- Records shown:
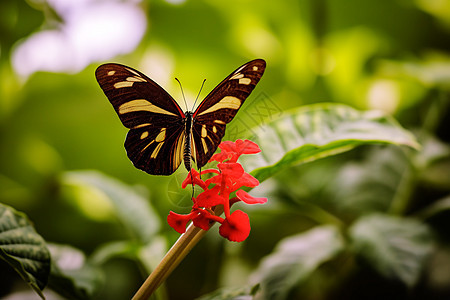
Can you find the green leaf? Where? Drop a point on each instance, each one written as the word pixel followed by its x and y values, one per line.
pixel 71 276
pixel 396 247
pixel 23 248
pixel 295 258
pixel 241 293
pixel 436 208
pixel 317 131
pixel 132 209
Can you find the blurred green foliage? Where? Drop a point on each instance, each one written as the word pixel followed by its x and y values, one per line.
pixel 63 164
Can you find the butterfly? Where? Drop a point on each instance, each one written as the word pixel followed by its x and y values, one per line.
pixel 161 136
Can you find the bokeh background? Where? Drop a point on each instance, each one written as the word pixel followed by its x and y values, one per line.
pixel 391 55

- Task to complete:
Repeat precisely the lines of the data starting at the one containing "Can you find the blurred", last line included.

- Answer section:
Can you find the blurred green foliage? Where? Drop a point on each instance, each one written as the word pixel followed by its x and y values, one per line.
pixel 63 164
Can you find the butterfly? Where? Drop a point on each instance, each one written as the word pixel followed by its x and y values, one per line.
pixel 161 136
Can you find the bokeh background? Where? Drop a point on each instance, each one written as the word pixel followed by its x and y values, one per line.
pixel 391 55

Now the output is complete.